OBJECTIVE: Write out the listing below exactly, and omit any images you find in it.

TASK INPUT:
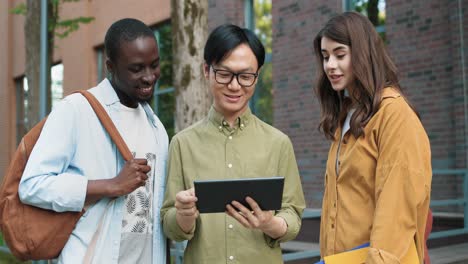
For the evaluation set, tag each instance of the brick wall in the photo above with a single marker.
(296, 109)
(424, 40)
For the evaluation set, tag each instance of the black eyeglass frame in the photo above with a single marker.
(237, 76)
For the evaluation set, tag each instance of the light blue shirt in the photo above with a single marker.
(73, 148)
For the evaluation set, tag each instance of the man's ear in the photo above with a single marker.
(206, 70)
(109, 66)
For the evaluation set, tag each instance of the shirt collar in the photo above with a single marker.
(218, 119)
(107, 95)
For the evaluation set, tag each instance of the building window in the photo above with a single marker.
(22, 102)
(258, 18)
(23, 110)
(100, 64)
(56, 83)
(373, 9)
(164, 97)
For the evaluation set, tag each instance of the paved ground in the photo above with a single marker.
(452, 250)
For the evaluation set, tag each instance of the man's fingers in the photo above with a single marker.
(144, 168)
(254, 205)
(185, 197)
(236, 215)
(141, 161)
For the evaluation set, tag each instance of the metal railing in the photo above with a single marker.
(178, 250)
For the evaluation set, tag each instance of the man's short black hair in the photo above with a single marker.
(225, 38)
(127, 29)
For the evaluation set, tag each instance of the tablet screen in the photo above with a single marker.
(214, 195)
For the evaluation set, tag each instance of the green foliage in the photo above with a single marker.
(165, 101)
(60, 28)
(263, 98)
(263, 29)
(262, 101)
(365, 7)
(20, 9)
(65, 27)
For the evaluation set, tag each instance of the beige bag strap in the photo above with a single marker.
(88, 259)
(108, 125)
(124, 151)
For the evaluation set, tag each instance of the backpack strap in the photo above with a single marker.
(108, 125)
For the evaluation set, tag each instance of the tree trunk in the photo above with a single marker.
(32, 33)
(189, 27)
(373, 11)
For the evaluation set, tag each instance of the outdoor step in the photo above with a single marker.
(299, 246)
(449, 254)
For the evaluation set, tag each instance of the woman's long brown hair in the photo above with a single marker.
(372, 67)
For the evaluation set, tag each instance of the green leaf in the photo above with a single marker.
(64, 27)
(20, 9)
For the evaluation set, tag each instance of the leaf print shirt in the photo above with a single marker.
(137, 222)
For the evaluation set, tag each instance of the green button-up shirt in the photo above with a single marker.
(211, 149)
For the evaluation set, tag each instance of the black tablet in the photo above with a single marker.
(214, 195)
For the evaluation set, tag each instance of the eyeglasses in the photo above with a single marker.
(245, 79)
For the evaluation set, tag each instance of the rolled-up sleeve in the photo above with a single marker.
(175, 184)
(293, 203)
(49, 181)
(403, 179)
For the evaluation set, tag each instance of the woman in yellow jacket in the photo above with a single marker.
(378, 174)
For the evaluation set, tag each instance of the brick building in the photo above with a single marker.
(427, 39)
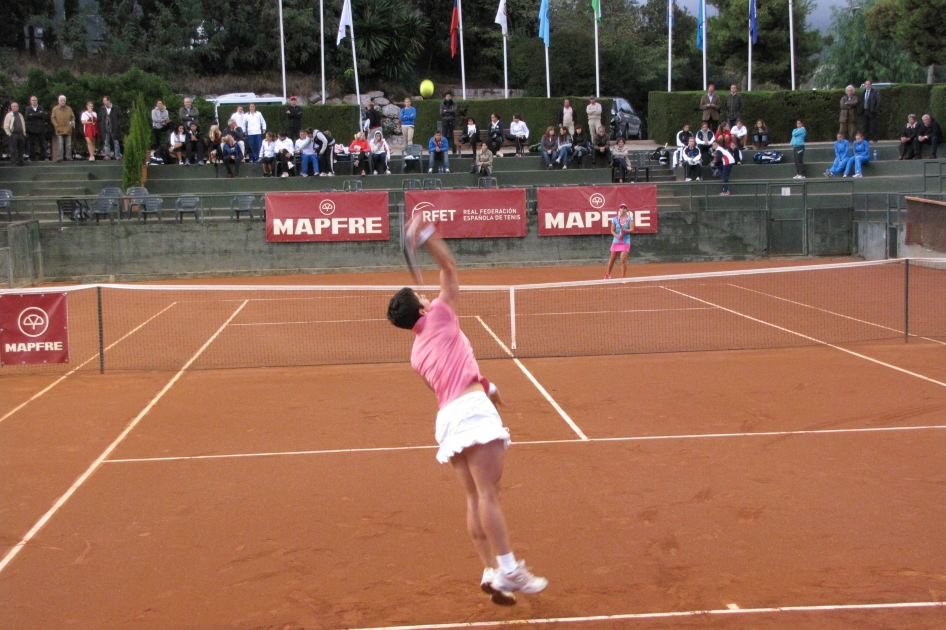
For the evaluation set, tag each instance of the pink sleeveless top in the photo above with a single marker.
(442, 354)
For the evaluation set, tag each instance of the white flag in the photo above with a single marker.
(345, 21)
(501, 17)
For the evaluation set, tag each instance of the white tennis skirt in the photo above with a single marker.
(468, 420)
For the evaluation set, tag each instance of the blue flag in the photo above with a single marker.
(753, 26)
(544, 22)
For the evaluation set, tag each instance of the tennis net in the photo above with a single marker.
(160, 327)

RESPONSE BELOW:
For the evaluation set, tag each instance of the brick wall in the photo above with a single marker.
(296, 109)
(424, 40)
For the evaluation set, tag each instance of the black eyeglass frame in the photo above with a single marker.
(237, 76)
For the evaluation set, tag each instance of the light blue shirt in the photo above with a single marker.
(73, 148)
For the evaluation set, tag each instance of the man's ear in the photo above with a single marker.
(206, 70)
(109, 66)
For the evaluation set, tag each instance of the shirt collar in the photo above with a single marker.
(218, 119)
(107, 95)
For the evaluation set, tag each instance of the building window in the photo above with a single marker.
(22, 102)
(258, 18)
(23, 110)
(100, 64)
(56, 83)
(373, 9)
(164, 97)
For the evaluation set, tag each instance of the paved ground in the photo above with a single marker.
(452, 250)
For the evaluation set, tag each instance of the man's fingers in the photo above with a single marker.
(144, 168)
(254, 205)
(185, 197)
(236, 215)
(141, 161)
For the evaluation set, tag each instance of the metal railing in the photo above with a single marker.
(178, 250)
For the evaluation set, tag each instance of the man's short black hair in the photo above with a single marker.
(225, 38)
(127, 29)
For the evaluation set, tag each instance of the tablet screen in the photo above with a single marker.
(214, 195)
For the evaluation set, tag each instance of the green foliage in the photo above with a single marker.
(165, 101)
(60, 28)
(263, 98)
(263, 29)
(262, 101)
(365, 7)
(20, 9)
(65, 27)
For the evaluation set, tag each instance of the beige bag strap in the photo above with a single marker.
(88, 259)
(108, 125)
(124, 151)
For the evaluation set, tag each instance of the backpack strap in the photo above with a single marker.
(108, 125)
For the evaluation set, tag each instance of the tree trunk in the photo above with a single marker.
(32, 33)
(189, 27)
(373, 11)
For the evaluation set, tag each instance of the outdoor step in the photo above with a single marker.
(299, 246)
(449, 254)
For the evaluation set, tag each instance of the woman's long brown hair in the photo above with a single marker.
(372, 67)
For the evaluation set, tag each instance of the green leaf in the photo above with a single marker.
(64, 27)
(20, 9)
For the evaluation set, tag each instance of the leaf print shirt in the photo above with a single marker.
(137, 222)
For the evaluation set, tag each instance of the green button-up shirt in the photo above with a single marker.
(211, 149)
For the evaluation set, tag each instance of the black tablet in the photo above with a single marker.
(214, 195)
For the evaluation set, tag each instance of the eyeglasses in the photo above with a single marker.
(245, 79)
For the evaluation set, tag each instance of the rolled-up sleeve in the photo above with a single marker.
(175, 184)
(293, 203)
(49, 181)
(403, 179)
For the evaluation set, tag each instance of the woman in yellow jacket in the photo above with a single marker.
(378, 174)
For the evaluation set, tag each instance of the brick building in the photo above with a single marker.
(427, 39)
For the evaluation set, tag each instance of the pink sleeveless top in the photo above with a single marker.
(442, 354)
For the evaluation set, tag each instance of the white flag in the photo above with a single marker.
(345, 21)
(501, 17)
For the evaluation set, tag each instance of the white tennis skirt in the photo above with a single marker.
(468, 420)
For the evaluation set, tag each instance of the blue flag in the photo above with a single marker.
(753, 26)
(544, 22)
For the evaluation set, tag each instance of the tennis net in the photo above with a single marker.
(160, 327)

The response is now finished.